* BEGIN INPUT MATERIAL *

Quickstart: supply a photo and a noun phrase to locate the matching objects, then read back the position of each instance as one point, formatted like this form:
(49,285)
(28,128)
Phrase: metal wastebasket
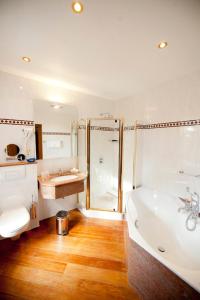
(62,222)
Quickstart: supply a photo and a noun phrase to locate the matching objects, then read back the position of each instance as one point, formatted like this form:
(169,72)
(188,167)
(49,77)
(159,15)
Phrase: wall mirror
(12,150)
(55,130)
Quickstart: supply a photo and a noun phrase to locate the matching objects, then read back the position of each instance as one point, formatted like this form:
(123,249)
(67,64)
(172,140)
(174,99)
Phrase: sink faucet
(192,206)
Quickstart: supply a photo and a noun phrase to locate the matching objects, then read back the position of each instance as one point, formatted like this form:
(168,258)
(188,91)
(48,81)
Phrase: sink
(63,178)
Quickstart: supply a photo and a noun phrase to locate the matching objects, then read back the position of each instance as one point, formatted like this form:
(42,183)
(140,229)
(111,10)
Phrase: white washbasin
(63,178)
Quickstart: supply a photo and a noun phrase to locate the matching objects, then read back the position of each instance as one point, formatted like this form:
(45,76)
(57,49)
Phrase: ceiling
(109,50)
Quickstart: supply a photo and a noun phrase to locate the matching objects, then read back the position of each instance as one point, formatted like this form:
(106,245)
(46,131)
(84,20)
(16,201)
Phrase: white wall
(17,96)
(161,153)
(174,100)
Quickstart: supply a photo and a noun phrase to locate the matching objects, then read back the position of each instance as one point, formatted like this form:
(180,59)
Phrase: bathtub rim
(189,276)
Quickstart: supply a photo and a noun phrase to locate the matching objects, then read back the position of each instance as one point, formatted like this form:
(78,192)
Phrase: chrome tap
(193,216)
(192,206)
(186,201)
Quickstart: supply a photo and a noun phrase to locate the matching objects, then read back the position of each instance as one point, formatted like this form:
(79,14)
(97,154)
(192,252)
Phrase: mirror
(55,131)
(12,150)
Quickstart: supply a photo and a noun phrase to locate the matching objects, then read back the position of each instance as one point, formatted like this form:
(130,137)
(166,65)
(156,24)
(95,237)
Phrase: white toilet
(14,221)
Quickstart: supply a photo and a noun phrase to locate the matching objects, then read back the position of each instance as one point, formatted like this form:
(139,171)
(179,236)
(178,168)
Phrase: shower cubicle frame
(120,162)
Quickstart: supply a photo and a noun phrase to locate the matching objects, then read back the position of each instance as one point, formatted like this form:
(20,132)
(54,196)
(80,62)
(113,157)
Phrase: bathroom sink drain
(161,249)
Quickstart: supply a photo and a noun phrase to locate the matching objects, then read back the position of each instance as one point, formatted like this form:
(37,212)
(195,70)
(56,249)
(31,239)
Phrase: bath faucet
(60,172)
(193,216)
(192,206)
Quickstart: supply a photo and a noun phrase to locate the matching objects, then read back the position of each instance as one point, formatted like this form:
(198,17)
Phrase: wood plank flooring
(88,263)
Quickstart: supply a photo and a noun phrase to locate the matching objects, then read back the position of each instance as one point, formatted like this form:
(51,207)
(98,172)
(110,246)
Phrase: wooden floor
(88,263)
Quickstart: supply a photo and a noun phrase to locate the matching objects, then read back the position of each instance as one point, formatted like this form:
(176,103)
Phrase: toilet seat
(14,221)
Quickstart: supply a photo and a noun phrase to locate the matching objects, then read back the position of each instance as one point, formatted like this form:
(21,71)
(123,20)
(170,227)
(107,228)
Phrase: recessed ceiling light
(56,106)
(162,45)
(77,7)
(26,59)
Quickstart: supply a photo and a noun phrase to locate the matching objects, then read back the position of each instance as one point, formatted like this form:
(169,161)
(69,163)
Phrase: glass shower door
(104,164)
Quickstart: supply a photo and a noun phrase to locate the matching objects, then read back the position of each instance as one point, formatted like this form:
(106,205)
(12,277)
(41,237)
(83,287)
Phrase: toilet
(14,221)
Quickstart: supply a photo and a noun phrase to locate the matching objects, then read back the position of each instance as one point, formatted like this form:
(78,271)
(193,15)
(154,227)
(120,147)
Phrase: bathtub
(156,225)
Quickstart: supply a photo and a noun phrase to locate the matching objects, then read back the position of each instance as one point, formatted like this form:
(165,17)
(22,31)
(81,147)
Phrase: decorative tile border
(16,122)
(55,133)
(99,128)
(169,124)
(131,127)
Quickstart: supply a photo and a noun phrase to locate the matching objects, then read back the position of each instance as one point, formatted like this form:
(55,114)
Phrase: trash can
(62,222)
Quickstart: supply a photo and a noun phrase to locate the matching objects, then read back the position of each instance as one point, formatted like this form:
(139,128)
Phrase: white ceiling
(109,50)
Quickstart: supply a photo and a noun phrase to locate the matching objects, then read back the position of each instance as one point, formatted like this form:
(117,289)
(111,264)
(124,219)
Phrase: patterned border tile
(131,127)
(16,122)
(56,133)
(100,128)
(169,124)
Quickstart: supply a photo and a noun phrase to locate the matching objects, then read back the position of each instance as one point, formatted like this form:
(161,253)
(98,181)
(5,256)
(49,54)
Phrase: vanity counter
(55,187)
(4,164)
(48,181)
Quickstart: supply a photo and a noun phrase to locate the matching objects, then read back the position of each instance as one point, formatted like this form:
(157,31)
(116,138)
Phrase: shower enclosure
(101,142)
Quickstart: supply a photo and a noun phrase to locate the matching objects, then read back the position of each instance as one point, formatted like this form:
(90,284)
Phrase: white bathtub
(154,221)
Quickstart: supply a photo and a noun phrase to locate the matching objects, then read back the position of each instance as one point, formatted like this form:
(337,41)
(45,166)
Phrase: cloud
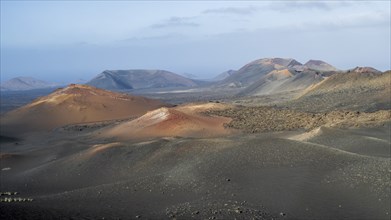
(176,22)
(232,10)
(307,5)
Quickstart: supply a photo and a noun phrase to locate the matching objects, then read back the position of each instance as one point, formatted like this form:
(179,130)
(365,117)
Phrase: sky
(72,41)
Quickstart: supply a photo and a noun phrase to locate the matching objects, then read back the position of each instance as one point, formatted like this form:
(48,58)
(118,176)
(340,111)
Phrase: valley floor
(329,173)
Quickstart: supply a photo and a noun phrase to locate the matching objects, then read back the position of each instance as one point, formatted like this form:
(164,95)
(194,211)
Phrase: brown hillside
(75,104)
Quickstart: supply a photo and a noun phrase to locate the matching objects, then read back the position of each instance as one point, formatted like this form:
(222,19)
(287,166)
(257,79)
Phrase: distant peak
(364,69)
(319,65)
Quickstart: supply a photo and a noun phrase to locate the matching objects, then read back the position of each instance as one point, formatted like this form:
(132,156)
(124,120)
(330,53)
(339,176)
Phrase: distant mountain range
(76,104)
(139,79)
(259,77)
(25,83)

* END INPUT MATERIAL *
* BEGIN INPUT MATERIAL *

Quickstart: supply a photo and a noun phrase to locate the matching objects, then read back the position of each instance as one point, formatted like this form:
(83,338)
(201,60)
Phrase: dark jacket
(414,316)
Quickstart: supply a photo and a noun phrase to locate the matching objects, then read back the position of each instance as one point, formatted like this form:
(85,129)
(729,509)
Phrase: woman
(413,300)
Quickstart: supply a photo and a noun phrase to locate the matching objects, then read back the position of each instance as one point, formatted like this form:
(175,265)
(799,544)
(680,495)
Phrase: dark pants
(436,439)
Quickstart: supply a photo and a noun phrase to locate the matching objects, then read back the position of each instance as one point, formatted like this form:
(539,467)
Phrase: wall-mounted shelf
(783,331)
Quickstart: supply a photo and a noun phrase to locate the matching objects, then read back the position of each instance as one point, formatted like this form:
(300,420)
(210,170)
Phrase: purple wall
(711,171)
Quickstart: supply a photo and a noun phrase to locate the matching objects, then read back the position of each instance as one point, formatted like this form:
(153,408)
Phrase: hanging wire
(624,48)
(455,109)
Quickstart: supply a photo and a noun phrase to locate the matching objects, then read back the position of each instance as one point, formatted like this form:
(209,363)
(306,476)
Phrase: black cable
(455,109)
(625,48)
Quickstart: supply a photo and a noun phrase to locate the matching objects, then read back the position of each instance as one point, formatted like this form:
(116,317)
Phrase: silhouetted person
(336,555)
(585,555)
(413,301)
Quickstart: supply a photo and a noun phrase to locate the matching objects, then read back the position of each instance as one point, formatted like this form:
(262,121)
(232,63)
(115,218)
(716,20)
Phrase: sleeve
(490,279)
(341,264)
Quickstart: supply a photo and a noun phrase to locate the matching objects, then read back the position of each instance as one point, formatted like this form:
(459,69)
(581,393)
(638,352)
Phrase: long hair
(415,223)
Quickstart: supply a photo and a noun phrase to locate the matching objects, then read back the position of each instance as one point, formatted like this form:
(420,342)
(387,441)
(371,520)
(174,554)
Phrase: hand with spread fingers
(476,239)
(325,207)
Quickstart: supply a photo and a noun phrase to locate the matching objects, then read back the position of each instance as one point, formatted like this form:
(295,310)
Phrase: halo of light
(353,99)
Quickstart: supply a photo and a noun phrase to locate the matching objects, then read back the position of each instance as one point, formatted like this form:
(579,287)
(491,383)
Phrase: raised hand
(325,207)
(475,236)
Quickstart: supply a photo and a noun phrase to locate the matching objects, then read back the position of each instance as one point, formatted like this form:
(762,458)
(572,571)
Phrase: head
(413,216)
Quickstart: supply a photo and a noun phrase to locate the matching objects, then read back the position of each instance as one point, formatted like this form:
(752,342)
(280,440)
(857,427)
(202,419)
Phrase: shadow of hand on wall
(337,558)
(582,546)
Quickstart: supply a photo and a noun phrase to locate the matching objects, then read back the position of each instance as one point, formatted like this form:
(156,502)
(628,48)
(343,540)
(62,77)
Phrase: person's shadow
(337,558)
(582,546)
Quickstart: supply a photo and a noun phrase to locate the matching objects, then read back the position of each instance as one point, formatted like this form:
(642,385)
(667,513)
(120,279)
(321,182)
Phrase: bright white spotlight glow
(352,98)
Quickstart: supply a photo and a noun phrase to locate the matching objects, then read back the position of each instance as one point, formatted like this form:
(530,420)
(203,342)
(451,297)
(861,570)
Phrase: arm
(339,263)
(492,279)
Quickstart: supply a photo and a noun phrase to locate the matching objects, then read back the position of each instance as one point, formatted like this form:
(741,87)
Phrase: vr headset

* END INPUT MATERIAL *

*WRITTEN EXERCISE*: Tally the lines in the items above that contain the string "tile", treating case as significant, and give only the number.

*SOLUTION BELOW*: 2